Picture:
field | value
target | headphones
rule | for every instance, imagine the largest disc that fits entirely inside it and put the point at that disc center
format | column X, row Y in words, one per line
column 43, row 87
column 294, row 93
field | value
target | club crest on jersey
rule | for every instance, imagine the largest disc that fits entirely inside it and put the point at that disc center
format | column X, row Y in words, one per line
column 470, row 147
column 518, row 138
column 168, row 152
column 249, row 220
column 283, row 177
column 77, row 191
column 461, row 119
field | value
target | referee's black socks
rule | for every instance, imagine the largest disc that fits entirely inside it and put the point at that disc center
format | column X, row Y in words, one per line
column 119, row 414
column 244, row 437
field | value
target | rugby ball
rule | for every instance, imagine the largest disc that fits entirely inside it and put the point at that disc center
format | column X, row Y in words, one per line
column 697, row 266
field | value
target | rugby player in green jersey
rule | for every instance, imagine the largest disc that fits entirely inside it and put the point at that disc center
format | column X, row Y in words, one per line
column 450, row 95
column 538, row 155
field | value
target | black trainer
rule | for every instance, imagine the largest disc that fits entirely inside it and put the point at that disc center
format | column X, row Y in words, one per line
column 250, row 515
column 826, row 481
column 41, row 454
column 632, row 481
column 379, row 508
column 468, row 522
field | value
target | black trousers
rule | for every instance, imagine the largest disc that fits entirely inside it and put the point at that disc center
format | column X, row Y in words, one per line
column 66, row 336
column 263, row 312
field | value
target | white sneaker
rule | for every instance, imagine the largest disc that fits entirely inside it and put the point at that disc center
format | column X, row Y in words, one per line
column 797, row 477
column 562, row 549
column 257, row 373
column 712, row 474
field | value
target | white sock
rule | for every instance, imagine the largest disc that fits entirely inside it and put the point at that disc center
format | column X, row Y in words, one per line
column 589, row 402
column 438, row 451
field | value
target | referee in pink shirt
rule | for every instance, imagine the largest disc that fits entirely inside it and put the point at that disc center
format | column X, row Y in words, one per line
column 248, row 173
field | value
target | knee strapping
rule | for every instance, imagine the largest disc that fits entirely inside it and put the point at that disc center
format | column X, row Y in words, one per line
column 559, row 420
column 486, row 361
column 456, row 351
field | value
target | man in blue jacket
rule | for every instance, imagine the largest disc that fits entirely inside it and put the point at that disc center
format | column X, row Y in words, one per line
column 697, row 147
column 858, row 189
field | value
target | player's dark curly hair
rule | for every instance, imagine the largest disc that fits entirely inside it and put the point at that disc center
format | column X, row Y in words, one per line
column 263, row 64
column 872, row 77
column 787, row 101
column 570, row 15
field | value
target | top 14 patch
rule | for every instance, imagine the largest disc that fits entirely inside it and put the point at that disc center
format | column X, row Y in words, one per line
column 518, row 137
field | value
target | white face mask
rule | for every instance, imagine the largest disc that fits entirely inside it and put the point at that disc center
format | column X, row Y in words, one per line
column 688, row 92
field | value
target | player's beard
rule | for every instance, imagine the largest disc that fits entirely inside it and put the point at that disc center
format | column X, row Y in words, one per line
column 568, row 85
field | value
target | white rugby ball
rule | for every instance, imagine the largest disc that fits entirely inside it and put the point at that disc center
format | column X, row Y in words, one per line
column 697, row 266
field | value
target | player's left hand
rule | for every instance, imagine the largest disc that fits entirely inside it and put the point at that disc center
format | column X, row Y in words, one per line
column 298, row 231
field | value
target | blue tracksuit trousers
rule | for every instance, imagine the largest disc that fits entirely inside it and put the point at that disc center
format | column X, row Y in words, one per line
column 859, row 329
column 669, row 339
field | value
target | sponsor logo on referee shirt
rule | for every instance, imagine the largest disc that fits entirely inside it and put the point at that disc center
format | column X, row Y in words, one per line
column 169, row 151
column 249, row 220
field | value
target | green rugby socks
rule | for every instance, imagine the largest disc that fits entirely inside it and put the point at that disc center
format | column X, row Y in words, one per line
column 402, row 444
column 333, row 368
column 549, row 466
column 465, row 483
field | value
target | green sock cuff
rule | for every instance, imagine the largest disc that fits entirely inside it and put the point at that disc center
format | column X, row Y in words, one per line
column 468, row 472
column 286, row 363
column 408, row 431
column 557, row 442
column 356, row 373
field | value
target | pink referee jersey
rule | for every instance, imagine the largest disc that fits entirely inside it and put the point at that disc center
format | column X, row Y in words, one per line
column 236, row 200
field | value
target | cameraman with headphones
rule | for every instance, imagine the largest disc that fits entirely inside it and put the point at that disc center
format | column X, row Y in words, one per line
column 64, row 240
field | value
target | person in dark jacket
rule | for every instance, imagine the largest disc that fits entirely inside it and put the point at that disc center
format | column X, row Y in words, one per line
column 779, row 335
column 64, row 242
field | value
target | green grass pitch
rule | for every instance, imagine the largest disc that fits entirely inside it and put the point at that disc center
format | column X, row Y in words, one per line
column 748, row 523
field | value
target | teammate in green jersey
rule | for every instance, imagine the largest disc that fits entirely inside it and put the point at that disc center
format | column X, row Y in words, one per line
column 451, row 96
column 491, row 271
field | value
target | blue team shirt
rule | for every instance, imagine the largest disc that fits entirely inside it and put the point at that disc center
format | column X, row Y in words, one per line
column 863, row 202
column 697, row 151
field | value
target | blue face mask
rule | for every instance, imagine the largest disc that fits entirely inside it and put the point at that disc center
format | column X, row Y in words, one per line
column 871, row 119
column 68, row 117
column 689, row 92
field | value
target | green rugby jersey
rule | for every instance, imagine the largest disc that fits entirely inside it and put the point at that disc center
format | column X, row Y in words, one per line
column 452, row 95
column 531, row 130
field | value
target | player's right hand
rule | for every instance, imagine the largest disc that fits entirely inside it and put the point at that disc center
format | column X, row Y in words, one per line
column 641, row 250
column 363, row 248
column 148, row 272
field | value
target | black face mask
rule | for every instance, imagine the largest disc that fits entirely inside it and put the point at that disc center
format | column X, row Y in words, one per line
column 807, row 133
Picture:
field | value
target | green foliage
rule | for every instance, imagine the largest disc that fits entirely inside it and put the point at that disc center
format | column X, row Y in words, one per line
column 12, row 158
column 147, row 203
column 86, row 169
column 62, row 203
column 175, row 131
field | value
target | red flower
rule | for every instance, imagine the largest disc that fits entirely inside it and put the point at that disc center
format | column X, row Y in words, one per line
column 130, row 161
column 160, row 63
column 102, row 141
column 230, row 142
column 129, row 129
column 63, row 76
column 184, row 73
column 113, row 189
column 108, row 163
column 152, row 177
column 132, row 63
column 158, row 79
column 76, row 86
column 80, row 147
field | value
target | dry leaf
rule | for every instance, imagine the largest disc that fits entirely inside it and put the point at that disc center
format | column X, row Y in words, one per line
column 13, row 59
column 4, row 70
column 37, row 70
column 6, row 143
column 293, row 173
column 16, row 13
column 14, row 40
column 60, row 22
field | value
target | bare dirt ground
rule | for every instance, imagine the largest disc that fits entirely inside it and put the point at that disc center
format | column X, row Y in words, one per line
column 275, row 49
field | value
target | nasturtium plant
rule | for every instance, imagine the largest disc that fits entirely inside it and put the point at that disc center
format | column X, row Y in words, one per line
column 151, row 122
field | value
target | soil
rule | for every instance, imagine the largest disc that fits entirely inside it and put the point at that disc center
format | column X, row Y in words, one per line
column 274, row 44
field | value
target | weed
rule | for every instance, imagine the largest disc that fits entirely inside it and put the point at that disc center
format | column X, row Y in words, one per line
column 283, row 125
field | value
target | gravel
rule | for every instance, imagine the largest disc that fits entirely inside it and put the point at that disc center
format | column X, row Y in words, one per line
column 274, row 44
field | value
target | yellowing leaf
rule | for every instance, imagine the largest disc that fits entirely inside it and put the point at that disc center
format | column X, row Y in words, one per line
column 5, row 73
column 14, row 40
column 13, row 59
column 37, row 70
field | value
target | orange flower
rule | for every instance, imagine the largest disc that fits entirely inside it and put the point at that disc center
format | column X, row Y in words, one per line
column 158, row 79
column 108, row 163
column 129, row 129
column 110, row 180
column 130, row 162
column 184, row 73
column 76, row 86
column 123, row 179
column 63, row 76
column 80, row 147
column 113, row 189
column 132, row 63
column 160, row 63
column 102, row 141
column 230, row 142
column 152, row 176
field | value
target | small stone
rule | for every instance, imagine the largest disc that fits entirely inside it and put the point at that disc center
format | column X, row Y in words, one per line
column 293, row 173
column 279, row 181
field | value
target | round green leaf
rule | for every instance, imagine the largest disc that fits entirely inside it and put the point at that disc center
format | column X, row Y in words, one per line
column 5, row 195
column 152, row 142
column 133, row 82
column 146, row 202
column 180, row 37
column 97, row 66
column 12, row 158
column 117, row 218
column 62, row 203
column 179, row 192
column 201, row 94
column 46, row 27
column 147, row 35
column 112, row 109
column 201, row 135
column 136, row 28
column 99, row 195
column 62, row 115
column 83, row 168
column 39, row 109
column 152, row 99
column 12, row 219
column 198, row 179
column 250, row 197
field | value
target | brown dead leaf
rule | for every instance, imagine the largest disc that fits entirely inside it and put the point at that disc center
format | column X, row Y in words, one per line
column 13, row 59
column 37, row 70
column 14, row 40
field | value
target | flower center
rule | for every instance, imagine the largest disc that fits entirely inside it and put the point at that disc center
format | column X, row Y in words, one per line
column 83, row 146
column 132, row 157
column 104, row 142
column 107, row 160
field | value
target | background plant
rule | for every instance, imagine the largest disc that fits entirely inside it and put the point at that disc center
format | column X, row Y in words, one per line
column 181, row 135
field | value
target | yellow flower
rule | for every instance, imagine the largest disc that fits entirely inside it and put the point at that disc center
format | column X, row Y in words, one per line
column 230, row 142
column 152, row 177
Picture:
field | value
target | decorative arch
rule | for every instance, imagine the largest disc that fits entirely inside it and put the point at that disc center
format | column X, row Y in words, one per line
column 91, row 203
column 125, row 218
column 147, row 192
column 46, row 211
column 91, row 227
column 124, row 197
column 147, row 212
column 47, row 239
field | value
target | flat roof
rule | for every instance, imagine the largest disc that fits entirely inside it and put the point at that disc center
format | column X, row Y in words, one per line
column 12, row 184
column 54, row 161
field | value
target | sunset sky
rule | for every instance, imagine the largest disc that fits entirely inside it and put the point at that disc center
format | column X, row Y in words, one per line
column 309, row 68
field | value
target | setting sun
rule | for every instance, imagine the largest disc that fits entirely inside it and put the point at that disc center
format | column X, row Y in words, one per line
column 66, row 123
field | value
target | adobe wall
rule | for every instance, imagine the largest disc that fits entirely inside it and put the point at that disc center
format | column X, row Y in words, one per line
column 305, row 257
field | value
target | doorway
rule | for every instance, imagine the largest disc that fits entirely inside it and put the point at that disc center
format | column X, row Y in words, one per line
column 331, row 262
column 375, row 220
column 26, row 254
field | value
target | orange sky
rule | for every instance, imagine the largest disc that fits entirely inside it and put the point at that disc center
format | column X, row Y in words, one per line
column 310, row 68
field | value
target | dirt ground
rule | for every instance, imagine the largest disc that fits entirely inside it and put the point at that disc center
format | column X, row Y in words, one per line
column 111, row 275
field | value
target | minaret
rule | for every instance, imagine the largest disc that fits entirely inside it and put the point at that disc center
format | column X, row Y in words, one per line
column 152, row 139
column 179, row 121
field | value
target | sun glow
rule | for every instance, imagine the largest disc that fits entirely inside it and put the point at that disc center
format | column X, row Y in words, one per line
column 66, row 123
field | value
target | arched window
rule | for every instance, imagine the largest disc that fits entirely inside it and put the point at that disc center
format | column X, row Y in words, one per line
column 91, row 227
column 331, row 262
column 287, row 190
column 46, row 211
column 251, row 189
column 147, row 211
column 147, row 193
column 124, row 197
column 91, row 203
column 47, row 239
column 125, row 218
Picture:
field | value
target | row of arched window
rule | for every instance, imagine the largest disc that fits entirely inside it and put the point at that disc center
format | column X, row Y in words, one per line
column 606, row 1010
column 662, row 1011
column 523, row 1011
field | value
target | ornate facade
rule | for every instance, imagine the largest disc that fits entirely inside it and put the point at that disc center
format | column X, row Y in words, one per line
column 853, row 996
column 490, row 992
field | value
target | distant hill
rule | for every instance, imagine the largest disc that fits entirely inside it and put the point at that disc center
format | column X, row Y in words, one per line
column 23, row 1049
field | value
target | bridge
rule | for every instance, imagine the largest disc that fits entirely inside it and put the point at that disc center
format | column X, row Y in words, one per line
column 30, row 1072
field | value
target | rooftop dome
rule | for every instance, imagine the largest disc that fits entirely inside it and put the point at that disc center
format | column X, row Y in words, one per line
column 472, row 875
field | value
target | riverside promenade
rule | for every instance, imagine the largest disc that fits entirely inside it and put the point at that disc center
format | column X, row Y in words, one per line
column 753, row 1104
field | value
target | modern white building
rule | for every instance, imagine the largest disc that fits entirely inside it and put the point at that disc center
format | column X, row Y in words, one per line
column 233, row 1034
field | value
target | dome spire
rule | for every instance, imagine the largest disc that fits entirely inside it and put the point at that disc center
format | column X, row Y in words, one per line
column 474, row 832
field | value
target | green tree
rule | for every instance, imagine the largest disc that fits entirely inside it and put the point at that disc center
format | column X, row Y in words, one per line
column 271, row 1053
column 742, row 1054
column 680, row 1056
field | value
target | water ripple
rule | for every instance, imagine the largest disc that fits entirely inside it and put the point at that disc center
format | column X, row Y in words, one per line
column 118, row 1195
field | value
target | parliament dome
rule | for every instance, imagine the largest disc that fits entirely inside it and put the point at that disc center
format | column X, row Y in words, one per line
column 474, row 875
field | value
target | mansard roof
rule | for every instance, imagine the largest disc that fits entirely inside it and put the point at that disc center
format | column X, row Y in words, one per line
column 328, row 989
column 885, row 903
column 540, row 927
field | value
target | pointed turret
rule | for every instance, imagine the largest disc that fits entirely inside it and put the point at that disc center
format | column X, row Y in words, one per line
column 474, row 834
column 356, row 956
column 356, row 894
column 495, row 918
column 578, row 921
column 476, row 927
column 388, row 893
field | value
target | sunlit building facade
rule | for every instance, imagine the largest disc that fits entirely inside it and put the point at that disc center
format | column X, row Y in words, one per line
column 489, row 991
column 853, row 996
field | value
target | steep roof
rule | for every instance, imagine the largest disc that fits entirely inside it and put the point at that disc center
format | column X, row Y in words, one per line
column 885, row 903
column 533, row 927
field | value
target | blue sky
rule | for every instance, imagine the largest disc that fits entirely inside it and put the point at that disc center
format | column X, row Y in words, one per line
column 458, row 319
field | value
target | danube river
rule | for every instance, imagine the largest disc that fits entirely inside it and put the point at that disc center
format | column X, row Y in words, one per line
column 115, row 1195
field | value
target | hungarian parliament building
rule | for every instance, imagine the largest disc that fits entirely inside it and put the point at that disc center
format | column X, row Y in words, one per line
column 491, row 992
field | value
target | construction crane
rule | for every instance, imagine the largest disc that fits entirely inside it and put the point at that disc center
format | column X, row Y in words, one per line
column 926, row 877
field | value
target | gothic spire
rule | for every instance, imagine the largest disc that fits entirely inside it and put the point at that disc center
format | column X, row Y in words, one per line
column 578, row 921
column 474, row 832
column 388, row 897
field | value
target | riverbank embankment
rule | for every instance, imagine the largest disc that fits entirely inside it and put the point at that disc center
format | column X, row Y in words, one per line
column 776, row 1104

• • • • •

YOUR OBJECTIVE — Report every line of the data above that contains the string "parliament" by copying it in full.

OUTPUT OF THE EXERCISE —
target | parliament dome
target | hungarian parliament building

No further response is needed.